INFORMATION SHOWN:
####################
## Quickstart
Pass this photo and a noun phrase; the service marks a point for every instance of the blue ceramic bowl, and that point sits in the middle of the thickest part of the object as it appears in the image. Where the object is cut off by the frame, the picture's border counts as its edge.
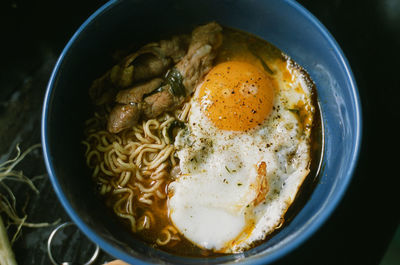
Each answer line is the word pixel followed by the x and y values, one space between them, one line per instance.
pixel 117 24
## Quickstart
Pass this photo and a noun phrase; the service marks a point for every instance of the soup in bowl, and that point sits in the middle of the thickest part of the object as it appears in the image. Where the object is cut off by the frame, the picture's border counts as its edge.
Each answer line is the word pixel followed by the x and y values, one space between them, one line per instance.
pixel 184 133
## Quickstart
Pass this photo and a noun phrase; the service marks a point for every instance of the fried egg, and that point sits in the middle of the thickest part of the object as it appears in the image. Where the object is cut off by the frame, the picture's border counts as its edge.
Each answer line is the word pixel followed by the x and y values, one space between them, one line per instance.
pixel 243 156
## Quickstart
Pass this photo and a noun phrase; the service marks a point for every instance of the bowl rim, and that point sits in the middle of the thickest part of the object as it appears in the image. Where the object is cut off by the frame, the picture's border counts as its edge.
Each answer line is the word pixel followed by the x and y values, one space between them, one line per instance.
pixel 258 259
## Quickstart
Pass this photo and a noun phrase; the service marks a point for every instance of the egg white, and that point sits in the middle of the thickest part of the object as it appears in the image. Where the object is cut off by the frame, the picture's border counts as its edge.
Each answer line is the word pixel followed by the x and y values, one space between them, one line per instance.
pixel 212 202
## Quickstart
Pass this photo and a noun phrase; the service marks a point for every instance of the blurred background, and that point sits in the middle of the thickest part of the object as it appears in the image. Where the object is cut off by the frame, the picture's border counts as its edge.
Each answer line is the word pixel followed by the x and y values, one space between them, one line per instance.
pixel 361 231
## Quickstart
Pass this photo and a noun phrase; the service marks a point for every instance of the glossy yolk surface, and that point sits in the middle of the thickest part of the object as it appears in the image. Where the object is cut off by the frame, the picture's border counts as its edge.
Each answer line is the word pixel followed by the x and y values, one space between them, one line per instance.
pixel 236 96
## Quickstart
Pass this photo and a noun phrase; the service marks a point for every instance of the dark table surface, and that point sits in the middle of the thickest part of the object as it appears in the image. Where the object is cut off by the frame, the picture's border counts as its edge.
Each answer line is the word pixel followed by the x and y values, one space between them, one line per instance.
pixel 34 32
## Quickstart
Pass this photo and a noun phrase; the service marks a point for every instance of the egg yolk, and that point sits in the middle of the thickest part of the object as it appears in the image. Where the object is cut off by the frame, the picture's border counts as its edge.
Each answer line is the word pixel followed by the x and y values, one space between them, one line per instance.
pixel 236 96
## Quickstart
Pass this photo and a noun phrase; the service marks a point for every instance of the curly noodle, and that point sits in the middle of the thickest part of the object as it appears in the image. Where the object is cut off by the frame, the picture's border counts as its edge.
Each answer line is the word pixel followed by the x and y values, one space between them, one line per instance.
pixel 132 168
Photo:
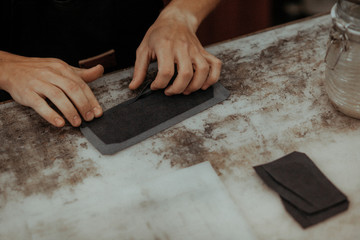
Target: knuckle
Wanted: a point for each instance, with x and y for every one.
(217, 62)
(83, 86)
(203, 68)
(187, 74)
(177, 90)
(166, 73)
(36, 103)
(212, 80)
(72, 86)
(56, 93)
(161, 84)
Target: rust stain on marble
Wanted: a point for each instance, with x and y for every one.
(288, 72)
(36, 157)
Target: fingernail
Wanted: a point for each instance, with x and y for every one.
(97, 111)
(77, 121)
(206, 86)
(59, 122)
(89, 116)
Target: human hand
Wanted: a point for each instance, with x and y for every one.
(31, 80)
(172, 40)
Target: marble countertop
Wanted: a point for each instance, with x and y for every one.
(55, 185)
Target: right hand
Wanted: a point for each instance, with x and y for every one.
(31, 80)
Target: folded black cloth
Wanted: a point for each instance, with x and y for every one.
(137, 119)
(306, 192)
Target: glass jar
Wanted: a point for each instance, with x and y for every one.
(342, 74)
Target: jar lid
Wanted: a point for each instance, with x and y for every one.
(346, 18)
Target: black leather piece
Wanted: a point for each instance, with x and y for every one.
(308, 195)
(137, 119)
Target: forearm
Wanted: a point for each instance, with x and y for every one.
(190, 11)
(6, 56)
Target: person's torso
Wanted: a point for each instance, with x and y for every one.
(76, 29)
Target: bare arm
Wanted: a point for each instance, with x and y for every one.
(30, 80)
(172, 40)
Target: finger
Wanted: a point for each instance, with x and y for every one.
(215, 70)
(59, 99)
(184, 76)
(166, 69)
(80, 93)
(45, 111)
(91, 74)
(200, 75)
(141, 65)
(75, 90)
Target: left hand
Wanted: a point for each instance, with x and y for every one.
(172, 40)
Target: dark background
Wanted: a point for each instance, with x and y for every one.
(233, 18)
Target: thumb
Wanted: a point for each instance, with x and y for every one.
(91, 74)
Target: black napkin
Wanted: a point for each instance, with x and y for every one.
(137, 119)
(306, 192)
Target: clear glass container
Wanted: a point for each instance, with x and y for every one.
(342, 74)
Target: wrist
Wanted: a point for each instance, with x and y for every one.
(174, 14)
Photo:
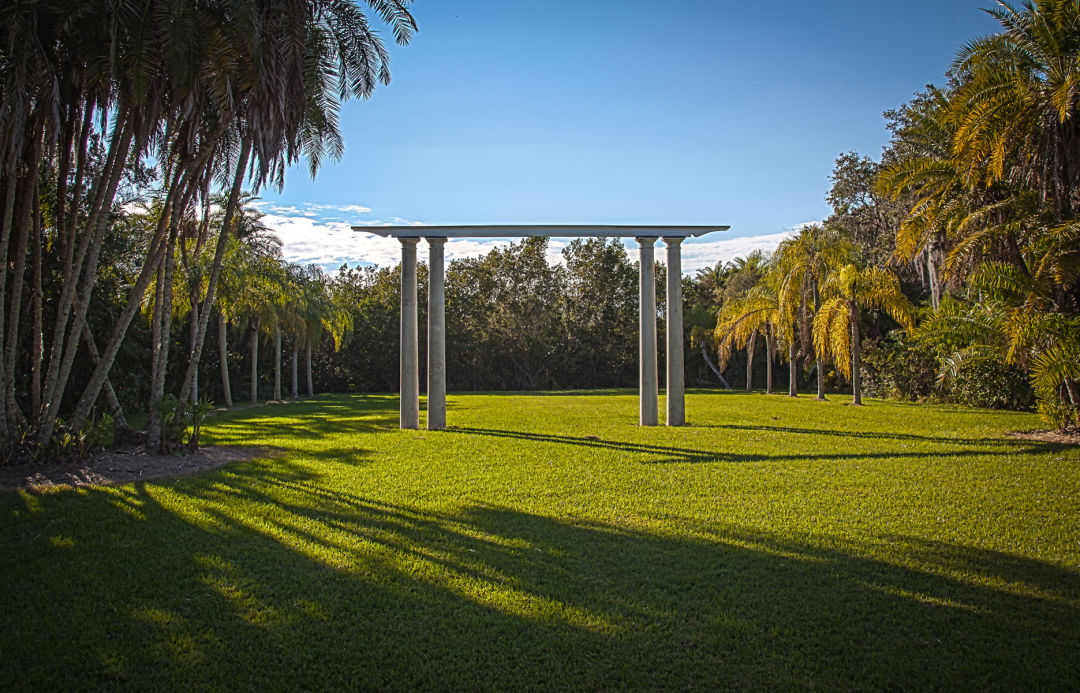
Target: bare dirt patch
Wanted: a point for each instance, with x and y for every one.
(124, 464)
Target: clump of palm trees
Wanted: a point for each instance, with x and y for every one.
(199, 99)
(989, 168)
(807, 299)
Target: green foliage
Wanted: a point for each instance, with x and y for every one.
(181, 425)
(772, 544)
(72, 446)
(991, 384)
(899, 367)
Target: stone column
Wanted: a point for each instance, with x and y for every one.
(409, 357)
(676, 388)
(436, 336)
(647, 336)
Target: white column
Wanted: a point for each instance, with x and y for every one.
(409, 358)
(676, 388)
(436, 336)
(647, 336)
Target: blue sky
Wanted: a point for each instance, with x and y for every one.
(619, 112)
####################
WORK INSTRUCTION:
How many lines of the listing hold the string "column"? Give the number alone.

RESPONSE BOX:
2